GOAL OF THE EXERCISE
All of the data below is to be copied exactly.
*** Opening RECORDS PROVIDED ***
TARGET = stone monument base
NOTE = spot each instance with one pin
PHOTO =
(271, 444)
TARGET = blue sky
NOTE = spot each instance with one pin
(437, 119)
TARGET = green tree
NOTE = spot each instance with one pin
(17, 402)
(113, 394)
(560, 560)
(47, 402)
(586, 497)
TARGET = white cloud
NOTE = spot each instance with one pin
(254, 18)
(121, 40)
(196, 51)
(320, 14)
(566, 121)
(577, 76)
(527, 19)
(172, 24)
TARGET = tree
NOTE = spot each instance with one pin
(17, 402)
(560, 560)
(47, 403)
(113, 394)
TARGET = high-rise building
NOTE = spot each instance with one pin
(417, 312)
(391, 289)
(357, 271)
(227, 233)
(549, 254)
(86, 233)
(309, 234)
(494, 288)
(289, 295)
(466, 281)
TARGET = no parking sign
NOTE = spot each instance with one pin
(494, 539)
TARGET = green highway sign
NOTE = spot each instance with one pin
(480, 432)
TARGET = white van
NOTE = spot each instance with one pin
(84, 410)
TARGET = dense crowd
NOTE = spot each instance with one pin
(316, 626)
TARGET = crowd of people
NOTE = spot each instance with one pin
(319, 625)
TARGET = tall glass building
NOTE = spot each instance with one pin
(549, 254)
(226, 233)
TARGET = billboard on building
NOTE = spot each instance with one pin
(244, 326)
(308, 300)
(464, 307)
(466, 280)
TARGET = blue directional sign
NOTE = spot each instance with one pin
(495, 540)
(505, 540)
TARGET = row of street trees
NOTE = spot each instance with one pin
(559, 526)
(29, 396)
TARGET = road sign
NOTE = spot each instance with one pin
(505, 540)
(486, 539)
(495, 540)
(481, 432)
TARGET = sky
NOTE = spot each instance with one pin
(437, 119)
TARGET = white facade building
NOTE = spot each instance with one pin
*** Closing RECORDS PROVIDED ***
OUTPUT OF THE TASK
TARGET = stone monument base
NOTE = spot each instance with one pin
PHOTO =
(271, 444)
TARGET = blue sky
NOTE = spot each instance with one pin
(437, 119)
TARGET = green tree
NOTE = spot each instance with one pin
(17, 402)
(113, 394)
(560, 560)
(47, 402)
(586, 497)
TARGET = white cloud
NOTE = spot each instance with one pin
(254, 18)
(121, 40)
(196, 51)
(320, 14)
(566, 121)
(577, 76)
(527, 19)
(172, 24)
TARGET = tree
NOTE = spot each instance with one pin
(17, 402)
(560, 560)
(47, 403)
(113, 394)
TARGET = high-rise building
NOTE = spot each instance with one pin
(417, 312)
(391, 289)
(357, 271)
(227, 233)
(549, 254)
(86, 233)
(309, 234)
(494, 288)
(289, 295)
(466, 281)
TARGET = no parking sign
NOTE = spot each instance with one pin
(494, 539)
TARGET = green highway sign
NOTE = spot each instance with one pin
(480, 432)
TARGET = white van
NOTE = spot each instance with one pin
(84, 410)
TARGET = dense crowd
NOTE = spot each instance with one pin
(316, 626)
TARGET = crowd of people
NOTE = spot each instance with one pin
(319, 625)
TARGET = tall glass building
NOTE = spot each instance with one pin
(549, 254)
(226, 233)
TARGET = billboard on building
NOTE = spot each instance with one pin
(244, 326)
(308, 300)
(464, 307)
(466, 280)
TARGET = blue directional sign
NOTE = spot each instance with one pin
(495, 540)
(505, 540)
TARGET = row of street trees
NOTE = spot each instance with one pin
(559, 526)
(29, 396)
TARGET = road sign
NOTE = spot each instance with one pin
(505, 540)
(486, 539)
(495, 540)
(481, 432)
TARGET = sky
NOTE = spot each instance with one pin
(437, 119)
TARGET = white facade building
NOTE = spot each instance with one pin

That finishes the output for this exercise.